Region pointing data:
■ ■ ■ ■ ■ ■ ■

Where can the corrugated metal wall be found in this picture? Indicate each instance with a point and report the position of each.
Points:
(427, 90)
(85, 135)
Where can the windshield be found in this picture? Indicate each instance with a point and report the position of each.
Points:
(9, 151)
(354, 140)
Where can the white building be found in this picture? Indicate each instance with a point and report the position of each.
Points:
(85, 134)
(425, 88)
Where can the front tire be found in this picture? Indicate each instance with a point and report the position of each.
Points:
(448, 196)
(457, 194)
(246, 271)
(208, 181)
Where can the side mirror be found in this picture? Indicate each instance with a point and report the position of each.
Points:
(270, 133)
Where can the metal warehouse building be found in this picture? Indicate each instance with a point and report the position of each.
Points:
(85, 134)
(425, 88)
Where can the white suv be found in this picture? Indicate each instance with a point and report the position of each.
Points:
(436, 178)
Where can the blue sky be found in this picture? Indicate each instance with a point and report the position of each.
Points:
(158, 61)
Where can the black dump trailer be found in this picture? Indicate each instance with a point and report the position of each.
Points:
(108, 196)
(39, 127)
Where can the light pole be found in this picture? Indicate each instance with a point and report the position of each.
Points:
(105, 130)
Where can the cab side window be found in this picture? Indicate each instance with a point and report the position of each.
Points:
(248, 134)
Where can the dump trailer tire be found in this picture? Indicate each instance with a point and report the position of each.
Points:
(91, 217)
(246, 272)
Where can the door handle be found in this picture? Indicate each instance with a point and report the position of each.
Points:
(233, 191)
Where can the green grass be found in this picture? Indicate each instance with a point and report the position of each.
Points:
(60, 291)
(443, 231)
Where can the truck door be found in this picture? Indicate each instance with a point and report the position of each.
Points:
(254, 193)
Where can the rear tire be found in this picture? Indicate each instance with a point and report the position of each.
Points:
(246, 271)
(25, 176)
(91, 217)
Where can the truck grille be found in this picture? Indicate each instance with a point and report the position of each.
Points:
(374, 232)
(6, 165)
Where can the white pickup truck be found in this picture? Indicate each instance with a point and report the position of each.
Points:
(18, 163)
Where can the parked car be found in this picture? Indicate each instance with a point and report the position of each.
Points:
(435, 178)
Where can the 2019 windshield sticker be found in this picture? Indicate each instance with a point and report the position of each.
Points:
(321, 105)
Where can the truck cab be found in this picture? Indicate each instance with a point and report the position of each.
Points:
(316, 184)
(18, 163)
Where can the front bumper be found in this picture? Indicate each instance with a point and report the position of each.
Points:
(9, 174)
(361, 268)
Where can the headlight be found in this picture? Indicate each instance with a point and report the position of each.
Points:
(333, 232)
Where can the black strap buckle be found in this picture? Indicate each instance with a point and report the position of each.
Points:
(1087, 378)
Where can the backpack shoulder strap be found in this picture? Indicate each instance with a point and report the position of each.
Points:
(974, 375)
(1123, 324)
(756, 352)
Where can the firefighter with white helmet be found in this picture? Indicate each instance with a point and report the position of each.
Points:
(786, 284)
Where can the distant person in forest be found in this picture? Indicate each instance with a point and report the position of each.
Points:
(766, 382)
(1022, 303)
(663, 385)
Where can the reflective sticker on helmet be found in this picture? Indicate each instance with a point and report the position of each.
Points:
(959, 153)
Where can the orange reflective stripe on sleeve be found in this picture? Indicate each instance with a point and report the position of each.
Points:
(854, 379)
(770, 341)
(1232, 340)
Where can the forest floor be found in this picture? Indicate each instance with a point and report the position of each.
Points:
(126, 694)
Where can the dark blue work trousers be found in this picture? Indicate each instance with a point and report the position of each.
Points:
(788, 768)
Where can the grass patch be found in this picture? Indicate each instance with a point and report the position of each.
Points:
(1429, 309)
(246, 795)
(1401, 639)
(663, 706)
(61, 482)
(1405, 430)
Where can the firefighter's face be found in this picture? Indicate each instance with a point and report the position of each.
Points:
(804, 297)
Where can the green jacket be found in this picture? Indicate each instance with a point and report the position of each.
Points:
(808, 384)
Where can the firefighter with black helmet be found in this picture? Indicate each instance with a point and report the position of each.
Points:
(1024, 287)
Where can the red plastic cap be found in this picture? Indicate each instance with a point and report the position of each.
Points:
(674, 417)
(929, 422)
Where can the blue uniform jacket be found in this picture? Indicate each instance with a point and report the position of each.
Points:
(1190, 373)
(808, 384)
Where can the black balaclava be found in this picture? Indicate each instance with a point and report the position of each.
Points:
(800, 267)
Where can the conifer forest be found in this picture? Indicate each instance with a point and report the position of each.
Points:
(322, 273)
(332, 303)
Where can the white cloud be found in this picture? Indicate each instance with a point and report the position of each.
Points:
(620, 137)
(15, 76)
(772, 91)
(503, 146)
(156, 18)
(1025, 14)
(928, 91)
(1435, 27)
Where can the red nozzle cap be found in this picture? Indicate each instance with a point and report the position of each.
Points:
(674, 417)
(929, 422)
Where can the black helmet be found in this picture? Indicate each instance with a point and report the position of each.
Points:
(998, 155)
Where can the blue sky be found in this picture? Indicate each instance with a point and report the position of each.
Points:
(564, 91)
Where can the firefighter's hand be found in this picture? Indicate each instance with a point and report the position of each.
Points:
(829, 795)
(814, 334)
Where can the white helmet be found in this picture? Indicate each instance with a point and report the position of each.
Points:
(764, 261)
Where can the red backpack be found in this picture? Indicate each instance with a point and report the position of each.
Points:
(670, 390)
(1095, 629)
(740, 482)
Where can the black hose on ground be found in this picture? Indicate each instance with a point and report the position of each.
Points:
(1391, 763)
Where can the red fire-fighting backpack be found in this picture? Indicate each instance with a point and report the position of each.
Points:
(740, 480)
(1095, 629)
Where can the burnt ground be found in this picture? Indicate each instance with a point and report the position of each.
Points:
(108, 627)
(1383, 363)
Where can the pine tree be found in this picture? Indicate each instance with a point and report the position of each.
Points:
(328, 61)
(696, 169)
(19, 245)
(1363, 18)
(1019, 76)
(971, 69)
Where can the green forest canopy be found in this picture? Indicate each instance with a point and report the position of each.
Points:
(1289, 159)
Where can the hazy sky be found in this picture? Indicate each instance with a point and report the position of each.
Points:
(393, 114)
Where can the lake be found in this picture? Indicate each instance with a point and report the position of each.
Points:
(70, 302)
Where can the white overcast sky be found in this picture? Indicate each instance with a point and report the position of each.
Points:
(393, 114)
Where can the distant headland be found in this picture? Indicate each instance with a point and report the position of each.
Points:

■ ■ ■ ■ ■ ■ ■

◆ EXERCISE DETAILS ◆
Each record above has to be printed again, word for word.

◆ SOLUTION FOR THIS PROBLEM ◆
Where can the corrugated metal wall be found in this picture? Indicate each instance with a point and report the position of each.
Points:
(427, 90)
(85, 135)
Where can the windshield be found in this picture? Indicate each instance with a point and report the position of each.
Points:
(9, 151)
(354, 140)
Where can the white building be found in this picture? Indicate each instance with a point and report the position of each.
Points:
(85, 134)
(425, 88)
Where can the front tire be found in this picture? Indicate each instance with a point and report the position of each.
Points:
(448, 196)
(457, 194)
(246, 271)
(208, 181)
Where can the side mirror be found in this picture? Indicate each instance with a point and report the position of each.
Points:
(270, 133)
Where can the metal warehouse building be found in this picture? Indicate each instance with a point and report the position of each.
Points:
(85, 134)
(425, 88)
Where can the white suv be found in this picture? Indicate each instance with a point and report the position of each.
Points:
(436, 178)
Where can the blue sky be found in this picture? Indicate each instance with a point and report the position of each.
Points:
(158, 61)
Where can the black dump trailer be found in this picture? Indicate each instance with a point and report the position of each.
Points:
(108, 196)
(39, 127)
Where can the light pole be found in this picture? Indicate each instance with a point and report the position of each.
Points:
(105, 130)
Where can the cab side window be found in this picture? Indicate each instance with a point and report the position of each.
Points:
(248, 134)
Where can the dump trailer tire be found in this picture? Indicate each instance with a point and report the position of each.
Points:
(91, 217)
(246, 272)
Where can the door handle be found in this picture? Indicate each instance with a point and report the position of each.
Points:
(233, 191)
Where can the green grass be found in this picture? Indicate each instance with a point and report the position of each.
Points:
(60, 291)
(443, 231)
Where can the truck door be found in this picture? Indicate each instance with a point and report the position of each.
Points:
(254, 193)
Where can the rear tire be found in this picture? Indicate each instance with a point and report the position of each.
Points:
(246, 271)
(25, 176)
(91, 217)
Where can the truck grille be found in this picture? Indicate each instance with a point and report the position of each.
Points:
(374, 232)
(6, 165)
Where can the white pickup truck be found in this picture? Indicate each instance with a point and report the position of each.
Points:
(18, 163)
Where can the parked car be found in this picture? Indicate each instance with a point and report the position of each.
Points:
(435, 178)
Where can the 2019 windshield sticker be found in this picture? Indicate each instance with a point and report the position of each.
Points:
(321, 105)
Where can the truck cab be found in this picture? Indicate each instance with a point and report the position of each.
Points:
(316, 184)
(18, 163)
Where can the front bumper be found in this picture? Indicate each instance with a point and report the position of each.
Points:
(9, 174)
(361, 268)
Where can the headlight be found in this picture? Indicate each instance with a point and report the position of each.
Points:
(333, 232)
Where can the black strap buckle be found in this picture? Indicate each instance with a point and report the position of each.
Points:
(1087, 378)
Where can the backpack shoulder strap be found in this picture? Indicate each instance with a point and report the position of each.
Points:
(974, 375)
(1123, 324)
(756, 352)
Where can the firefighter with white helmet be found in this picture? Indicate each instance with a point and report the position of each.
Points:
(786, 284)
Where can the distant person in forest be found in this picture? Indicate each instance with a point and report the position of each.
Points:
(766, 382)
(1022, 303)
(663, 385)
Where can the reflective sticker on helmet be found in this picture? Indicate each instance with a point and report the position of each.
Points:
(959, 153)
Where can the orange reflective stripe on sleeve be found in this picture? Indicate each instance with a point and report the position of each.
Points:
(854, 379)
(770, 341)
(1232, 340)
Where can the forest floor be found in this picture? Indicate each instance with a point and report the position of each.
Points:
(126, 694)
Where can the dark blue work trousers be found in this picture? Indicate each instance with a point and report the position of each.
Points:
(788, 768)
Where can the grass patch be found in this picture? Indicate each instance with a point and report the position of each.
Points:
(1429, 309)
(246, 795)
(1401, 639)
(663, 706)
(61, 482)
(1405, 430)
Where can the firefighter's face be found in this picture? Indicate each instance with a point and report the position of each.
Points:
(804, 297)
Where can the green jacket be found in this picture? Indicate each instance with a point and report the position of each.
Points:
(808, 384)
Where can the firefighter with black helmet be found in this picture? Indicate each instance with a point and report the position of each.
Points:
(1024, 287)
Where can the red plastic cap be found in this picture? Indicate each instance with a point and report the position of each.
Points:
(674, 417)
(929, 422)
Where can the blue uniform jacket be found in this picture? Indicate each instance with a point and report the position of each.
Points:
(1190, 373)
(808, 384)
Where can the black balaclava be found in this picture? Indicate each instance with a point and report the position of each.
Points:
(800, 267)
Where can the conifer forest be found in this picture? Indicate each instance with a point and report the position of each.
Points:
(322, 273)
(332, 303)
Where can the white cloud be found in this picture? Indicate each instance with a point and report the position of each.
Points:
(620, 137)
(15, 76)
(772, 91)
(503, 146)
(156, 18)
(1025, 14)
(928, 91)
(1435, 27)
Where can the red nozzle cap be found in this picture? Indicate each instance with a point and report the position of each.
Points:
(674, 417)
(929, 422)
Where can the black helmet be found in this picture? Indicate each instance with a point and report the position of each.
Points:
(998, 155)
Where can the blue sky be found in this picture? Indicate each instance with a point and report the position of each.
Points:
(564, 91)
Where can the firefighter's hand be found in this picture? Indicate each instance with a point and report the position of each.
Points:
(829, 795)
(814, 334)
Where can the white helmet be found in this picture? Indicate each instance with a point and report the position of each.
Points:
(764, 261)
Where can the red backpack be found in this picture? Indicate each instance with a point and report the position of each.
Points:
(670, 390)
(1095, 629)
(740, 482)
Where can the black hose on ground be found in this picture? Indicate each instance with a point and report the position of each.
Points:
(1391, 763)
Where can the red fire-fighting backpack be found in this picture? Indicate each instance with a point and report the position of each.
Points:
(740, 480)
(1095, 629)
Where can the burnt ground be found in this picture? Indicate each instance with a point and report the position of each.
Points:
(108, 627)
(1383, 363)
Where can the pine tree be found in this picture? Indicate each instance with a point and report the position of each.
Points:
(328, 61)
(696, 169)
(19, 245)
(1363, 18)
(1019, 76)
(971, 69)
Where can the green forest canopy be found in this picture? Indicate each instance with a point and report the position of each.
Points:
(1289, 159)
Where can the hazy sky be found in this picture? Indicate each instance with a point and report the position of each.
Points:
(393, 114)
Where can the lake be found in this picture? Indicate each instance with a point and report the position of each.
Points:
(70, 302)
Where can the white overcast sky be found in this picture? Indicate each instance with a point and report the position of each.
Points:
(393, 114)
Where can the distant headland be found in this picture? Indicate each instance with a point and report the position of each.
Points:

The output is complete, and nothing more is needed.